» **WHAT TO DO**:
1: In the passage about the dishes at Parm, what are the Brussels sprouts covered in?
2: Transcribe the passage about the dishes at Parm from "The calamari is" up to and including "praise they deserve.".
3: Go on with the passage about the dishes at Parm from where it stops.

The calamari is excellent, but not always available. Yet even if you’re denied squid, you can whet your appetite with a three-item flight of veggies. Like everything else in the place, the Buffalo cucumbers have a self-explanatory name. They’re crisp, fresh cucumbers kissed with Buffalo wing sauce. The charred broccoli is crispy and has the almost meaty quality that so many grilled vegetables take on. The Brussels sprouts also come charred, but they’re covered in shaved parmesan cheese. This noble vegetable was the butt of jokes for decades because cooks failed to use their imaginations. Thanks to places such as Parm, sprouts finally get the praise they deserve.

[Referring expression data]
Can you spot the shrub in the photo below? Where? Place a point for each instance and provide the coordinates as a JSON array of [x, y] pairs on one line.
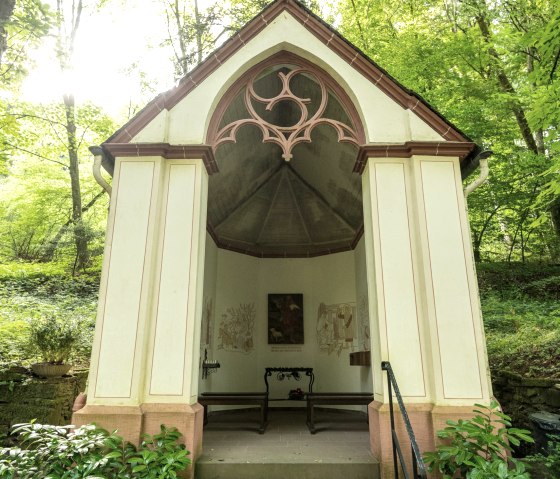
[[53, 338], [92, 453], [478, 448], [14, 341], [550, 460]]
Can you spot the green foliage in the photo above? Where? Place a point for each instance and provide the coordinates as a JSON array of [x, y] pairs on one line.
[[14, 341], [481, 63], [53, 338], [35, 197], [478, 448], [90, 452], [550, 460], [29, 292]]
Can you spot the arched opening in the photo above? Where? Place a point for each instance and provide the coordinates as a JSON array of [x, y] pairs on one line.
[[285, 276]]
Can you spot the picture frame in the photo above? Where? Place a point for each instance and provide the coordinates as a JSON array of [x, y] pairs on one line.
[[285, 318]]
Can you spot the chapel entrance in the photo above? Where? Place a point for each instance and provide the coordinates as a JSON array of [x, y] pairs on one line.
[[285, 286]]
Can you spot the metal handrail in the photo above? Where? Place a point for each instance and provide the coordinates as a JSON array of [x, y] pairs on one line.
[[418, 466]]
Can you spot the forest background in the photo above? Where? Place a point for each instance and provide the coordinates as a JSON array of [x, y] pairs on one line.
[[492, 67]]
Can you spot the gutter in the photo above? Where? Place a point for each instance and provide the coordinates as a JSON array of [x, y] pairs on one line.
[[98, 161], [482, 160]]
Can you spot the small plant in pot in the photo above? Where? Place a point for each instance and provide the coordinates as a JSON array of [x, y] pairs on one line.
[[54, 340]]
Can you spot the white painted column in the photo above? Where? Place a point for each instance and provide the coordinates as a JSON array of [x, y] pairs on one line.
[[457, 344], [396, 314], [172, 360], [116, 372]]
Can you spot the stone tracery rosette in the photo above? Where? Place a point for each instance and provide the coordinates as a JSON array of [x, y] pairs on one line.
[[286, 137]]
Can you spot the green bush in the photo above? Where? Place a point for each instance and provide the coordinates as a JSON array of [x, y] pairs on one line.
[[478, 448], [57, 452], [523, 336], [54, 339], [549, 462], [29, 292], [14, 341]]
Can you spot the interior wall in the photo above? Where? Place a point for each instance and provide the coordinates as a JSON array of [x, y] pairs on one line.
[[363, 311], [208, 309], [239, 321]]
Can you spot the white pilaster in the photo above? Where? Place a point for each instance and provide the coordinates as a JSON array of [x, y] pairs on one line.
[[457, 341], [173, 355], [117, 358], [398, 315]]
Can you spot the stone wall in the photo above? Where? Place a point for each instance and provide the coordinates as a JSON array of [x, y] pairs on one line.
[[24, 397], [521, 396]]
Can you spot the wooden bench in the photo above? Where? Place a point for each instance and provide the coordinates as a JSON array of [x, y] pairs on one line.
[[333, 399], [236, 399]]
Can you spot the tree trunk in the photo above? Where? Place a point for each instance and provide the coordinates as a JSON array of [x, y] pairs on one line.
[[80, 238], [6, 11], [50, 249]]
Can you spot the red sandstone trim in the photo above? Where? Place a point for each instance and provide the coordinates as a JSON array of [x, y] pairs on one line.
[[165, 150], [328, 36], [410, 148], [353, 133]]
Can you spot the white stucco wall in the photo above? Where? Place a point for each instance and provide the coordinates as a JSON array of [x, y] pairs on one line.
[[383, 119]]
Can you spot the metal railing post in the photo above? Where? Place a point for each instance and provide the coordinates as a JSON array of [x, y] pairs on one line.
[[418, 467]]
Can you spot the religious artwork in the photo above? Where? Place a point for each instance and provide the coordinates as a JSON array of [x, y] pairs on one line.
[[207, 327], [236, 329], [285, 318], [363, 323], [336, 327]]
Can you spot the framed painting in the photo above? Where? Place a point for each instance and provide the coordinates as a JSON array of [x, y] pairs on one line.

» **SOLVED TASKS**:
1: Shaved parmesan cheese.

2:
The calamari is excellent, but not always available. Yet even if you’re denied squid, you can whet your appetite with a three-item flight of veggies. Like everything else in the place, the Buffalo cucumbers have a self-explanatory name. They’re crisp, fresh cucumbers kissed with Buffalo wing sauce. The charred broccoli is crispy and has the almost meaty quality that so many grilled vegetables take on. The Brussels sprouts also come charred, but they’re covered in shaved parmesan cheese. This noble vegetable was the butt of jokes for decades because cooks failed to use their imaginations. Thanks to places such as Parm, sprouts finally get the praise they deserve.

3:
However, the reason people go to Parm is right in the name. I ordered a chicken parm sandwich on a sweet semolina roll and a meatball hero on Italian bread. The meatball sandwich was good, but The Meatball Shop -- another NYC mini-chain -- makes a better one. Afterward, I wished I’d ordered two chicken parm sandwiches. Lightly breaded, expertly fried and thick enough for a serious bite, the chicken is smothered in mozzarella and sits atop a dollop of simple, glorious red sauce. To tweak it a little, order a side of meat gravy (similar to Bolognese sauce) and either dip the sandwich or sprinkle on the gravy before each bite. But the sandwich needs no help. It stands on its own as the centerpiece of a great meal.